* _Text segment_
'''

But Quentin Tarantino didn't forget. The motor-mouthed progenitor of the VHS generation of filmmakers seemed to have studied the film with fawning assiduousness, absorbing its visceral punch ("BAM BAM BAM BAM BAM," to quote Michael Madsen's Mr. Blonde) and crimson-colored soul, manipulating and contorting them to fit his own devious vision of honor among lowlifes. His debut feature, "Reservoir Dogs," not only set the precedent for Tarantino's whiplash-inducing dialogue and abrupt bloodshed, but, for sharp-eyed moviegoers, also marked the first instance of the filmmaker's flare for lifting shots, scenes, and ideas from his pulpy influences and suturing them into his own creation, like Victor Frankenstein's culturally-savvy cousin.

'''

* _Requirement a_
Print the part of the records that opens with the line containing "Placement rule: one point per instance of the power" and closes with the line containing "column 798, row 235", including both of those lines.
The passage and the records are unrelated material.

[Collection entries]

'''

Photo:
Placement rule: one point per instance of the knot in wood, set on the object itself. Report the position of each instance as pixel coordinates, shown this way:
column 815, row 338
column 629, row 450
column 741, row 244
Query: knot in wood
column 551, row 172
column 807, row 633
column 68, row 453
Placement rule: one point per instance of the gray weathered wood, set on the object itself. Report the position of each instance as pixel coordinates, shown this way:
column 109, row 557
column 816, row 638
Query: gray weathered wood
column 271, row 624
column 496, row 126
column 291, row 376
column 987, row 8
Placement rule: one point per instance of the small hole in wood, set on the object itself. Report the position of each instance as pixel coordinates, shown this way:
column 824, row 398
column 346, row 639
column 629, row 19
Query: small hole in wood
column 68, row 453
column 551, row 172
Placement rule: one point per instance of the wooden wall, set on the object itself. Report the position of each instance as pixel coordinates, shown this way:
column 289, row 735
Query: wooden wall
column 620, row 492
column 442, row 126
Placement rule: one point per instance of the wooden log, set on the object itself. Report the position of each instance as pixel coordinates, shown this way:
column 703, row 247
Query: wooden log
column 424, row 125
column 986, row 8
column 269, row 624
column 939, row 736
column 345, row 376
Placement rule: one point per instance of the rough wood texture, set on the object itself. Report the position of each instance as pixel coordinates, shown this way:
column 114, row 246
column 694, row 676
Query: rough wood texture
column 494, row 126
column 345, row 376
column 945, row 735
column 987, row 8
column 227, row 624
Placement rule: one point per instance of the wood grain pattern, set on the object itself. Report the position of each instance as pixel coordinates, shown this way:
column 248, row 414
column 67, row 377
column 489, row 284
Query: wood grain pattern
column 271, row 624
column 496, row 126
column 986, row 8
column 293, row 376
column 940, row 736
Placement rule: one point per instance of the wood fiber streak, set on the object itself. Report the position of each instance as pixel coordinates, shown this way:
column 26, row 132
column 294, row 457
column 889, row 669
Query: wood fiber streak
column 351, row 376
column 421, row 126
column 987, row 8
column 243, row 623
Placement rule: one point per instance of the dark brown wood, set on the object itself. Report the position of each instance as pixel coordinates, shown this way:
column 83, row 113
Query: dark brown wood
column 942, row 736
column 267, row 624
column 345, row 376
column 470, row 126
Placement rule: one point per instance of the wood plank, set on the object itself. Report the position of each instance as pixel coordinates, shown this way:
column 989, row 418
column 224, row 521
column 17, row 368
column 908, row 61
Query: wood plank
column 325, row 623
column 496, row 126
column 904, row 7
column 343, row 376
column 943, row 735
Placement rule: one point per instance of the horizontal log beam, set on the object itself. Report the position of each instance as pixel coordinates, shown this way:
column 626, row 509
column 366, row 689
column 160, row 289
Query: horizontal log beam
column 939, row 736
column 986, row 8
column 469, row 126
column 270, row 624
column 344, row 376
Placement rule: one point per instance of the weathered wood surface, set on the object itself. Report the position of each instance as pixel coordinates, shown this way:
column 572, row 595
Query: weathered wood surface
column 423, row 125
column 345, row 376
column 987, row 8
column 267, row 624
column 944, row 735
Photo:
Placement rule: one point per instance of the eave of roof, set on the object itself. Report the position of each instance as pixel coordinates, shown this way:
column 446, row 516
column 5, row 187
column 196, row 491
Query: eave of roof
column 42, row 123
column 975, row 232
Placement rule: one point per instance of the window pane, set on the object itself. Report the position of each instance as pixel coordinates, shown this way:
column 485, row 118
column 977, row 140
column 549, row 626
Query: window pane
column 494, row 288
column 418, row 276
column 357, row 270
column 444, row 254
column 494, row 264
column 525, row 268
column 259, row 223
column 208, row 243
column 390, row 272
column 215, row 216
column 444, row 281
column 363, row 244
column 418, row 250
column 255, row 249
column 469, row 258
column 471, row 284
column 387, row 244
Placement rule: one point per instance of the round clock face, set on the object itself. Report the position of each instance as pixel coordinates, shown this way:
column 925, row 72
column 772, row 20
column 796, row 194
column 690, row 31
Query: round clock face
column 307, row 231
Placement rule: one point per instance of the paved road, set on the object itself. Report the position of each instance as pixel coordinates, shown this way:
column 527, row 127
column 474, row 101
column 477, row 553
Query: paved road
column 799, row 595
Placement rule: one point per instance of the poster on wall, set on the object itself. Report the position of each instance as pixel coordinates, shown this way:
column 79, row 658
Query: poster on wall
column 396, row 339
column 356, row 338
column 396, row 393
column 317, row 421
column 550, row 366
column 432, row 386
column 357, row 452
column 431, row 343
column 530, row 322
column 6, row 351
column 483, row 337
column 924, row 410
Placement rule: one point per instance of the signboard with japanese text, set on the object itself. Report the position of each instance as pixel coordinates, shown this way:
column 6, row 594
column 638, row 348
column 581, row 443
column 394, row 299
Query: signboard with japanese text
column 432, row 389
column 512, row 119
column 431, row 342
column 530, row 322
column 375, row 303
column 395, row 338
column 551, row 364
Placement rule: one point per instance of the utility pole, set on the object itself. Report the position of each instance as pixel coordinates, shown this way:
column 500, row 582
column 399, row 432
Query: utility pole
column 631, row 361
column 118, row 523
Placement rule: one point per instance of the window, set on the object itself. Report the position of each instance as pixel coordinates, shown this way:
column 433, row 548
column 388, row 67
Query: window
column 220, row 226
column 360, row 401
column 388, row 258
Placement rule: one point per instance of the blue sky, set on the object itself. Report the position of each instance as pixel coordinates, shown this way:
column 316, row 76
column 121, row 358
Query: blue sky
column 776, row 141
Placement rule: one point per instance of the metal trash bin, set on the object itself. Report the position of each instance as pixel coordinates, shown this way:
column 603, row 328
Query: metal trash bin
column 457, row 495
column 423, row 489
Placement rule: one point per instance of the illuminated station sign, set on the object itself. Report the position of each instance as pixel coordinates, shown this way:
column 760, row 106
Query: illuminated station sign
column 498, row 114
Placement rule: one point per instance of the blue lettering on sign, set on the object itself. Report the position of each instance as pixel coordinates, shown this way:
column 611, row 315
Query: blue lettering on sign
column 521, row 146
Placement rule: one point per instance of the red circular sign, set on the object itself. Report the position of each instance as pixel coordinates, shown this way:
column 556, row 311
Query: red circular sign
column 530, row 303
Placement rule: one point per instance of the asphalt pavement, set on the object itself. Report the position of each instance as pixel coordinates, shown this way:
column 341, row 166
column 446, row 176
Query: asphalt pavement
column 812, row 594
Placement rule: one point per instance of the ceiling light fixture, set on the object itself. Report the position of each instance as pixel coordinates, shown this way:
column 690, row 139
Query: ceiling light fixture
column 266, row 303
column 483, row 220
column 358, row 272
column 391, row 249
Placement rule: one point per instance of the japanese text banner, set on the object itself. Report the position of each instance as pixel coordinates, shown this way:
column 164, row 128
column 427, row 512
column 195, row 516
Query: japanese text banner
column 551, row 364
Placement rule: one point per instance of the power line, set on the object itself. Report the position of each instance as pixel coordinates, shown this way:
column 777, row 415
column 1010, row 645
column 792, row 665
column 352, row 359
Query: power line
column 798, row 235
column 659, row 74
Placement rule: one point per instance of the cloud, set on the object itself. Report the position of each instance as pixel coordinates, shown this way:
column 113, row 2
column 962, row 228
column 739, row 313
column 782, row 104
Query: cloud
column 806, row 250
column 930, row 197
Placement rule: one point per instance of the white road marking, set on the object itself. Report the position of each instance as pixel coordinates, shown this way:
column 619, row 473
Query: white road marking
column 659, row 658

'''

* _Requirement b_
Output, word for word, the part of the passage on Quentin Tarantino that opens with the words "But Quentin Tarantino" and closes with "Frankenstein's culturally-savvy cousin.".

* _Complete response a_
Placement rule: one point per instance of the power line, set on the object itself. Report the position of each instance as pixel coordinates, shown this way:
column 777, row 415
column 1010, row 645
column 792, row 665
column 352, row 359
Query: power line
column 798, row 235

* _Complete response b_
But Quentin Tarantino didn't forget. The motor-mouthed progenitor of the VHS generation of filmmakers seemed to have studied the film with fawning assiduousness, absorbing its visceral punch ("BAM BAM BAM BAM BAM," to quote Michael Madsen's Mr. Blonde) and crimson-colored soul, manipulating and contorting them to fit his own devious vision of honor among lowlifes. His debut feature, "Reservoir Dogs," not only set the precedent for Tarantino's whiplash-inducing dialogue and abrupt bloodshed, but, for sharp-eyed moviegoers, also marked the first instance of the filmmaker's flare for lifting shots, scenes, and ideas from his pulpy influences and suturing them into his own creation, like Victor Frankenstein's culturally-savvy cousin.